TASK BRIEF:
Would you output the lines from the one containing "point: the walking path in this photo" through the final line of the entries, exactly and with pictures omitted?

Saved entries:
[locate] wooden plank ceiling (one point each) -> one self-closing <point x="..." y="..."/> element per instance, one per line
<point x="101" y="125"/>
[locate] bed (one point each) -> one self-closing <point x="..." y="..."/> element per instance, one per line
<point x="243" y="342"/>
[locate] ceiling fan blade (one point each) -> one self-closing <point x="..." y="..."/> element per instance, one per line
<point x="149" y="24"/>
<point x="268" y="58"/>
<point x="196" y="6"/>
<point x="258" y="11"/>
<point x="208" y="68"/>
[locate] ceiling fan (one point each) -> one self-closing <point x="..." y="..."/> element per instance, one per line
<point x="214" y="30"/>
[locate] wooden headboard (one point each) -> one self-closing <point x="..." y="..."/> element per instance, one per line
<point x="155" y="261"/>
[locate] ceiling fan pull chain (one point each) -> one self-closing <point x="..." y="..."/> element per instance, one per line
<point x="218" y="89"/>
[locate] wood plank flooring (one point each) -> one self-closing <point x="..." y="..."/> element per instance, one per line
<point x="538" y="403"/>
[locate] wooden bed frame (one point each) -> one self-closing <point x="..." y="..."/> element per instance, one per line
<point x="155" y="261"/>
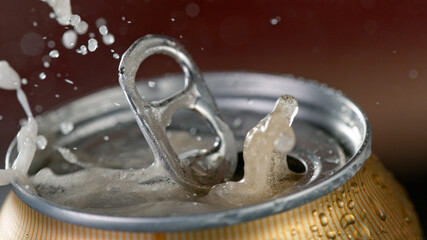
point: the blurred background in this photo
(374, 51)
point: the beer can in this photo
(345, 191)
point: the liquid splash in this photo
(27, 136)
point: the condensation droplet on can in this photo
(314, 228)
(331, 234)
(103, 30)
(108, 39)
(42, 76)
(323, 219)
(92, 45)
(340, 202)
(379, 210)
(350, 204)
(347, 219)
(54, 53)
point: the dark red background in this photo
(365, 48)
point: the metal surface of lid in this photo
(333, 141)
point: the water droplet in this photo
(92, 45)
(41, 142)
(323, 219)
(331, 234)
(379, 210)
(51, 44)
(69, 39)
(100, 21)
(340, 202)
(293, 232)
(54, 54)
(66, 127)
(362, 232)
(81, 28)
(42, 76)
(347, 219)
(354, 187)
(350, 204)
(75, 20)
(378, 180)
(314, 228)
(82, 50)
(314, 212)
(24, 81)
(103, 30)
(151, 84)
(108, 39)
(193, 131)
(332, 160)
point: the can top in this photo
(333, 141)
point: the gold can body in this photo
(371, 205)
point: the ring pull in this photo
(198, 169)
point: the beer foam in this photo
(264, 154)
(62, 9)
(150, 192)
(27, 136)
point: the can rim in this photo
(207, 220)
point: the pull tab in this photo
(196, 169)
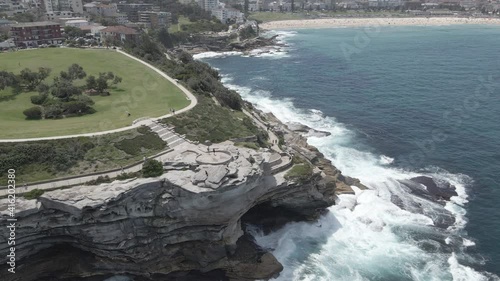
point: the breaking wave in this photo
(382, 233)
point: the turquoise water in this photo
(399, 102)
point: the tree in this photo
(33, 113)
(102, 84)
(43, 88)
(39, 99)
(91, 83)
(102, 81)
(75, 72)
(7, 79)
(117, 80)
(64, 90)
(152, 168)
(71, 32)
(165, 39)
(31, 79)
(33, 194)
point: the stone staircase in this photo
(167, 134)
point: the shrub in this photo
(99, 180)
(76, 107)
(33, 113)
(39, 99)
(125, 176)
(152, 168)
(33, 194)
(299, 173)
(134, 146)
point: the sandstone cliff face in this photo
(157, 229)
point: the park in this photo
(141, 93)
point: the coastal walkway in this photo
(136, 123)
(82, 179)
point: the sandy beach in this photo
(354, 22)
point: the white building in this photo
(227, 14)
(209, 5)
(254, 6)
(76, 23)
(51, 6)
(99, 9)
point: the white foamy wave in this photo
(386, 160)
(282, 35)
(270, 52)
(365, 228)
(463, 273)
(468, 243)
(206, 55)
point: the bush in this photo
(125, 176)
(134, 146)
(99, 180)
(76, 107)
(33, 113)
(299, 173)
(38, 99)
(152, 168)
(33, 194)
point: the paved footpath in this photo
(188, 94)
(83, 179)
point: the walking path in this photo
(144, 121)
(79, 180)
(166, 134)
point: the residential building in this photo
(99, 9)
(119, 18)
(51, 6)
(227, 14)
(58, 15)
(36, 33)
(121, 33)
(155, 19)
(76, 23)
(209, 5)
(132, 10)
(254, 5)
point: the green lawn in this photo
(143, 92)
(177, 27)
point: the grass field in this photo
(177, 27)
(143, 93)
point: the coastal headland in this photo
(361, 22)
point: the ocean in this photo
(399, 102)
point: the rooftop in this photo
(120, 29)
(33, 24)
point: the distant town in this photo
(34, 23)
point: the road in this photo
(188, 94)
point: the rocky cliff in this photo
(187, 224)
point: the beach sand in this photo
(360, 22)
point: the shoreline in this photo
(361, 22)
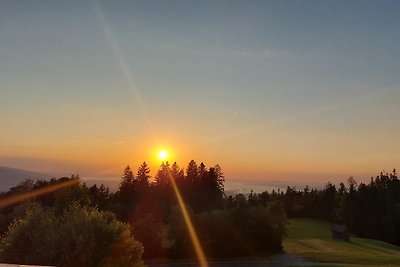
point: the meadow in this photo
(311, 239)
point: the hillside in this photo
(10, 177)
(311, 239)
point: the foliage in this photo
(81, 236)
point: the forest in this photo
(64, 222)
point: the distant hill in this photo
(10, 177)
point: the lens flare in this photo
(163, 155)
(36, 192)
(192, 232)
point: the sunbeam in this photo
(123, 65)
(37, 192)
(192, 232)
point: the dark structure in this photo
(340, 232)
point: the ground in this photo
(312, 240)
(309, 243)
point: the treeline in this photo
(143, 213)
(369, 210)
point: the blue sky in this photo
(265, 88)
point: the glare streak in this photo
(36, 192)
(123, 65)
(192, 232)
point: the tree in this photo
(192, 172)
(81, 236)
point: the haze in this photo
(270, 90)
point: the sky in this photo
(270, 90)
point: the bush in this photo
(81, 236)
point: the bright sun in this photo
(163, 155)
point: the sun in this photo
(162, 155)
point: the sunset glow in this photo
(163, 155)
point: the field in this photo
(312, 240)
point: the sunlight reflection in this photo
(37, 192)
(123, 65)
(192, 232)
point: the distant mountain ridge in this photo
(10, 177)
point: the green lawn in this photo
(312, 239)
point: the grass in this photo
(312, 239)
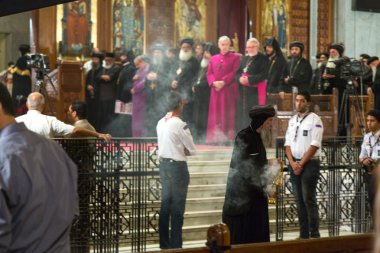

SOLUTION TO THIS EXERCISE:
point: the walking path in this photo
(144, 121)
(79, 180)
(166, 134)
point: the residential building in this photo
(99, 9)
(119, 18)
(51, 6)
(227, 14)
(58, 15)
(36, 33)
(121, 33)
(155, 19)
(76, 23)
(209, 5)
(132, 10)
(254, 5)
point: the green lawn in this photo
(143, 92)
(177, 27)
point: the grass field in this photo
(177, 27)
(143, 93)
point: the coastal headland in this photo
(361, 22)
point: the ocean in this photo
(399, 102)
point: the rooftop in this photo
(120, 29)
(33, 24)
point: the distant town in this photo
(34, 23)
point: the road in this photo
(188, 94)
point: the rocky cliff in this photo
(187, 224)
point: the beach sand in this photo
(360, 22)
point: the shoreline in this photo
(361, 22)
point: the meadow in this photo
(311, 239)
point: the hillside in this photo
(10, 177)
(311, 239)
point: the foliage in this photo
(81, 236)
point: the forest in this photo
(64, 222)
point: the distant hill in this photo
(10, 177)
point: the lens flare in this photo
(163, 155)
(36, 192)
(192, 232)
point: the sunbeam in this photo
(123, 65)
(37, 192)
(192, 232)
point: the dark structure in this photo
(340, 232)
point: the ground in this photo
(312, 240)
(309, 243)
point: the treeline in this photo
(143, 213)
(369, 210)
point: the blue sky in this photo
(265, 88)
point: the glare streak in this photo
(36, 192)
(123, 65)
(192, 232)
point: the tree in this photo
(192, 172)
(81, 236)
point: the haze in this photo
(270, 90)
point: the sky in this photo
(270, 90)
point: the bush in this photo
(81, 236)
point: the bright sun in this photo
(163, 155)
point: the sun in this photo
(162, 155)
point: the sunset glow in this photo
(163, 155)
point: the field in this photo
(312, 240)
point: the sunlight reflection in this photo
(37, 192)
(123, 65)
(192, 232)
point: the distant mountain ridge in this photo
(10, 177)
point: the green lawn in this photo
(312, 239)
point: the grass in this photo
(312, 239)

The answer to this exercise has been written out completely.